Stored entries

▬▬▬

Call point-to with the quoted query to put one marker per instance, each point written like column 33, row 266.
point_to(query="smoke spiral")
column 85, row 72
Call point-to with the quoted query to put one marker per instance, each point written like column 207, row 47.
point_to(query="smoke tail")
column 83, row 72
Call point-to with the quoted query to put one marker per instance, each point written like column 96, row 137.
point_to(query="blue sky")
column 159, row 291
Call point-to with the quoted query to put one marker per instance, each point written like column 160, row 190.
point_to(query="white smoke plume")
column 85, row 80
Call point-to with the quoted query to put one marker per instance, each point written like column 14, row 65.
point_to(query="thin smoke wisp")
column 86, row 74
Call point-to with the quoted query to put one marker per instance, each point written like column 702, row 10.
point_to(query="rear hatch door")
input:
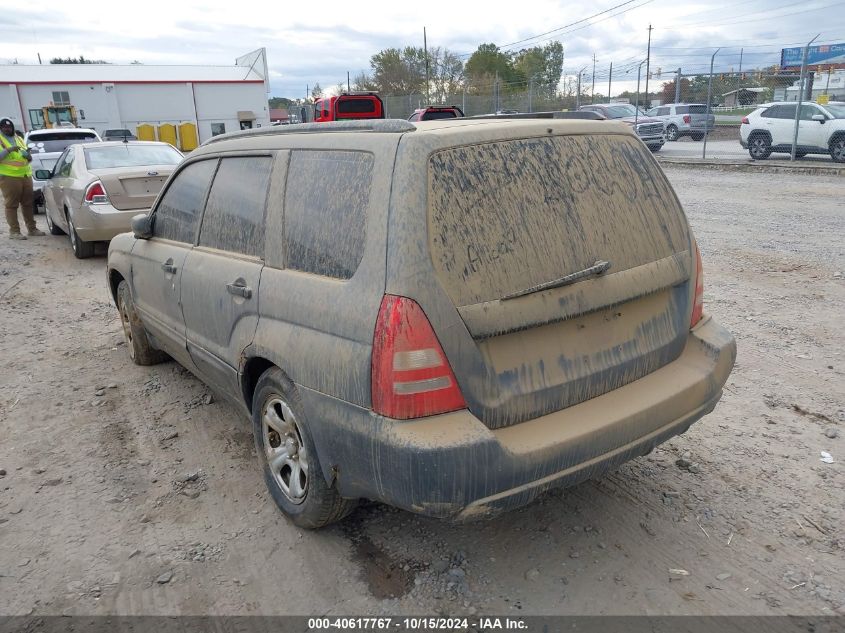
column 568, row 261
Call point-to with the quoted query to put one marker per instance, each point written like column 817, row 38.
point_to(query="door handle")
column 239, row 290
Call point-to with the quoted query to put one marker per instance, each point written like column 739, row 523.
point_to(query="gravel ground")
column 130, row 490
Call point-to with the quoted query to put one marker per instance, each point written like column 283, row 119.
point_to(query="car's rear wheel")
column 759, row 147
column 54, row 230
column 140, row 350
column 81, row 249
column 837, row 149
column 286, row 449
column 672, row 133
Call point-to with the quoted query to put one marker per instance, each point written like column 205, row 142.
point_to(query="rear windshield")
column 356, row 106
column 431, row 115
column 58, row 141
column 693, row 109
column 508, row 216
column 130, row 156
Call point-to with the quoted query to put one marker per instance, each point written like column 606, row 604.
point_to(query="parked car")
column 119, row 135
column 771, row 128
column 93, row 191
column 684, row 119
column 648, row 129
column 47, row 145
column 465, row 314
column 430, row 113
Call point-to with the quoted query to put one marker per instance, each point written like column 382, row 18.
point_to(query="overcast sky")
column 310, row 42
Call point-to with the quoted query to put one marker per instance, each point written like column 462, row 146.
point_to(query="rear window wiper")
column 596, row 269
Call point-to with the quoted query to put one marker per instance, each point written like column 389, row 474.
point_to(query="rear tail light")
column 698, row 302
column 96, row 193
column 411, row 377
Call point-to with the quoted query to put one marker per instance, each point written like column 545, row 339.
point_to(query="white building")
column 831, row 84
column 216, row 99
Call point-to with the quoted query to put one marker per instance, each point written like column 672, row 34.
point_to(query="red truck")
column 351, row 105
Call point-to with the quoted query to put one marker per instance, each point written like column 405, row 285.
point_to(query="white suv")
column 770, row 128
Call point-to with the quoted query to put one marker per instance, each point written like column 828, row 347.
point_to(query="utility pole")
column 647, row 66
column 678, row 87
column 800, row 97
column 709, row 100
column 427, row 80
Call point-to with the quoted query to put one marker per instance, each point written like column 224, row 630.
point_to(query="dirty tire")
column 759, row 147
column 54, row 230
column 295, row 480
column 82, row 250
column 140, row 350
column 837, row 149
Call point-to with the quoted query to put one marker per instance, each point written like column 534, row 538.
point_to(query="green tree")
column 399, row 71
column 487, row 63
column 77, row 60
column 543, row 66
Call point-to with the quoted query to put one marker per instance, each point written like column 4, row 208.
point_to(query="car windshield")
column 622, row 110
column 130, row 156
column 837, row 110
column 58, row 141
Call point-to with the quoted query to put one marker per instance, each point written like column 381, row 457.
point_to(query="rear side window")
column 326, row 211
column 178, row 213
column 234, row 213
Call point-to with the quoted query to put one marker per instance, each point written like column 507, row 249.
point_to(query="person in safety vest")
column 16, row 181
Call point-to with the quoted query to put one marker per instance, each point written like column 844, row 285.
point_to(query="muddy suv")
column 464, row 315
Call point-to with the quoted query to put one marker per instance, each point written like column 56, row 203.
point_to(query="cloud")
column 310, row 43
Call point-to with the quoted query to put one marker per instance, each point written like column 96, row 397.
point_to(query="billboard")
column 825, row 54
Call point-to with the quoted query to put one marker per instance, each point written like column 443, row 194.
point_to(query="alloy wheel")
column 284, row 449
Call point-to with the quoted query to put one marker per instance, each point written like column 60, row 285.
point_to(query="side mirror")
column 142, row 226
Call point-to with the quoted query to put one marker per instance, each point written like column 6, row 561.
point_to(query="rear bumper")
column 453, row 466
column 99, row 223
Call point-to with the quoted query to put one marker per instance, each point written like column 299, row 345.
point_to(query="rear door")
column 222, row 274
column 158, row 263
column 568, row 261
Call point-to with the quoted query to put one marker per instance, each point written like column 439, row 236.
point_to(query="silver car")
column 47, row 145
column 94, row 190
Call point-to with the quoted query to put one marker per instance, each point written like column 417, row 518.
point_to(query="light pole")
column 637, row 104
column 578, row 89
column 709, row 99
column 800, row 98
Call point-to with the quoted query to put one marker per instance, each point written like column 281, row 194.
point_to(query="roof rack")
column 391, row 126
column 577, row 114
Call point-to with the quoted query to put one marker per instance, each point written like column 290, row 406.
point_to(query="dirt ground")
column 129, row 490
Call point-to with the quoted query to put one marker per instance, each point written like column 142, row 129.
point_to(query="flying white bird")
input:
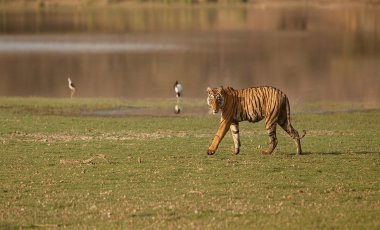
column 72, row 88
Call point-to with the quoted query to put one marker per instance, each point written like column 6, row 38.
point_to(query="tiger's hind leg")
column 287, row 126
column 271, row 130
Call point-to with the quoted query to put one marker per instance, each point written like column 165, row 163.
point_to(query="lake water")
column 311, row 52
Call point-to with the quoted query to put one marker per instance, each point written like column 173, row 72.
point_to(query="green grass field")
column 109, row 163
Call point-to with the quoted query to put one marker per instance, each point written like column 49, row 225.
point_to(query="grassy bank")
column 119, row 164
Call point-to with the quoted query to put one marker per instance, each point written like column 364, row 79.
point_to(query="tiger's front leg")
column 234, row 127
column 223, row 128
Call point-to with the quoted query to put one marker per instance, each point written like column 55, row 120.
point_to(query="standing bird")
column 178, row 89
column 72, row 88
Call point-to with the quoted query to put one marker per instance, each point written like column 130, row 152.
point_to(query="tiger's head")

▬▬▬

TASK REQUIREMENTS =
Return the preceding entries exactly, each word as given, but leave out any picture.

TASK SOLUTION =
Call point-to with the quoted query to put one marker per instance, each point written like column 33, row 266.
point_to(query="smoke spiral")
column 85, row 72
Call point-to with the quoted query to put one marker per instance, each point written like column 207, row 47.
point_to(query="smoke tail")
column 83, row 72
Call point-to with the quoted query to put one marker per instance, each point written like column 96, row 137.
point_to(query="blue sky")
column 159, row 291
Call point-to with the quoted query to put one marker per instance, each point written like column 160, row 190.
point_to(query="white smoke plume")
column 85, row 80
Call point-to with the quoted query to put one marker per instance, each point written like column 14, row 65.
point_to(query="thin smoke wisp")
column 86, row 74
Call point-to with the quoted query to put one marker per instance, each point written like column 702, row 10.
point_to(query="rear hatch door")
input:
column 568, row 261
Call point-to with the quoted query to put one marker per instance, each point written like column 817, row 38.
point_to(query="door handle")
column 239, row 290
Call point-to with the quoted query to put one marker per instance, each point written like column 739, row 523.
point_to(query="gravel ground")
column 130, row 490
Call point-to with the quoted query to put one marker per instance, each point written like column 283, row 119.
point_to(query="car's rear wheel")
column 759, row 147
column 54, row 230
column 140, row 350
column 81, row 249
column 837, row 149
column 286, row 449
column 672, row 133
Call point-to with the quoted query to put one marker per instance, each point written like column 205, row 142.
point_to(query="rear windshield")
column 356, row 106
column 431, row 115
column 58, row 141
column 693, row 109
column 508, row 216
column 130, row 156
Call point-to with the quoted query to put one marker per instance, each point written like column 606, row 604.
point_to(query="parked car")
column 119, row 135
column 771, row 128
column 93, row 191
column 684, row 119
column 648, row 129
column 47, row 145
column 465, row 314
column 430, row 113
Call point-to with the quoted query to put one marker per instance, each point written like column 382, row 18.
point_to(query="overcast sky")
column 310, row 42
Call point-to with the quoted query to put one marker per instance, each point written like column 462, row 146.
point_to(query="rear window wiper")
column 596, row 269
Call point-to with the quoted query to put one marker per instance, each point written like column 389, row 474.
point_to(query="rear tail light")
column 698, row 302
column 96, row 193
column 411, row 377
Call point-to with the quoted query to put one marker per instance, each point written like column 545, row 339.
point_to(query="white building")
column 831, row 84
column 216, row 99
Call point-to with the quoted query to put one marker per instance, each point written like column 672, row 34.
point_to(query="red truck")
column 351, row 105
Call point-to with the quoted query to put one marker per instance, each point written like column 405, row 285.
point_to(query="white suv")
column 770, row 128
Call point-to with the quoted query to put one marker per instance, each point written like column 828, row 347.
point_to(query="utility pole")
column 647, row 66
column 678, row 87
column 800, row 97
column 709, row 100
column 427, row 80
Call point-to with the quoted query to put one marker per instance, each point written like column 224, row 630.
point_to(query="dirty tire")
column 759, row 147
column 54, row 230
column 295, row 480
column 82, row 250
column 140, row 350
column 837, row 149
Call point-to with the quoted query to put one marker per instance, each point written like column 534, row 538.
point_to(query="green tree")
column 399, row 71
column 487, row 63
column 77, row 60
column 543, row 66
Call point-to with the quoted query to put one marker per instance, each point written like column 4, row 208.
point_to(query="car windshield")
column 622, row 110
column 130, row 156
column 837, row 110
column 58, row 141
Call point-to with the quoted query to put one marker per instance, each point written like column 381, row 457.
point_to(query="rear side window")
column 326, row 211
column 178, row 213
column 234, row 213
Call point-to with the quoted query to put one marker per instance, each point written like column 507, row 249.
point_to(query="person in safety vest")
column 16, row 181
Call point-to with the quoted query to put one marker per instance, each point written like column 844, row 285.
point_to(query="muddy suv")
column 464, row 315
Call point-to with the quoted query to put one marker per instance, each point written like column 56, row 203.
point_to(query="cloud")
column 310, row 43
Call point-to with the quoted query to put one marker per instance, each point written like column 96, row 397.
point_to(query="billboard")
column 825, row 54
Call point-to with the quoted query to put one marker per instance, each point written like column 443, row 194.
point_to(query="alloy wheel")
column 284, row 449
Call point-to with the quoted query to put one marker per instance, each point written like column 60, row 285.
point_to(query="side mirror")
column 142, row 226
Call point-to with the quoted query to put one marker per instance, each point written like column 6, row 561.
point_to(query="rear bumper")
column 453, row 466
column 99, row 223
Call point-to with the quoted query to put one marker per instance, each point written like column 299, row 345.
point_to(query="rear door")
column 222, row 274
column 158, row 263
column 568, row 261
Call point-to with the quoted query to put one marker per instance, each point written like column 439, row 236.
point_to(query="silver car")
column 47, row 145
column 94, row 190
Call point-to with the quoted query to put one marker per instance, each point written like column 417, row 518.
point_to(query="light pole")
column 637, row 104
column 578, row 89
column 709, row 99
column 800, row 98
Call point-to with the quoted query to put one marker per instance, each point written like column 281, row 194.
point_to(query="roof rack")
column 391, row 126
column 577, row 114
Call point-to with the quoted query to put one marker per instance, each point written like column 290, row 406.
point_to(query="dirt ground")
column 129, row 490
Call point-to with the quoted query to put one marker per instance, each point written like column 142, row 129.
point_to(query="flying white bird")
input:
column 72, row 88
Call point-to with the quoted query to put one marker per instance, each point written like column 6, row 38.
point_to(query="tiger's hind leg")
column 287, row 126
column 271, row 130
Call point-to with the quoted query to put one marker per instance, each point written like column 165, row 163.
point_to(query="lake water")
column 311, row 52
Call point-to with the quoted query to put one marker per instance, each point written like column 173, row 72.
point_to(query="green grass field")
column 109, row 163
Call point-to with the quoted query to put one marker per instance, each point written like column 49, row 225.
point_to(query="grassy bank")
column 119, row 164
Call point-to with the quoted query to put one marker per instance, each point written like column 364, row 79.
point_to(query="tiger's front leg")
column 234, row 127
column 223, row 128
Call point-to with the quoted query to put one marker per instance, each point written like column 55, row 120.
point_to(query="standing bird")
column 178, row 89
column 72, row 88
Call point-to with the quoted query to put one marker per instance, each point written like column 130, row 152.
point_to(query="tiger's head")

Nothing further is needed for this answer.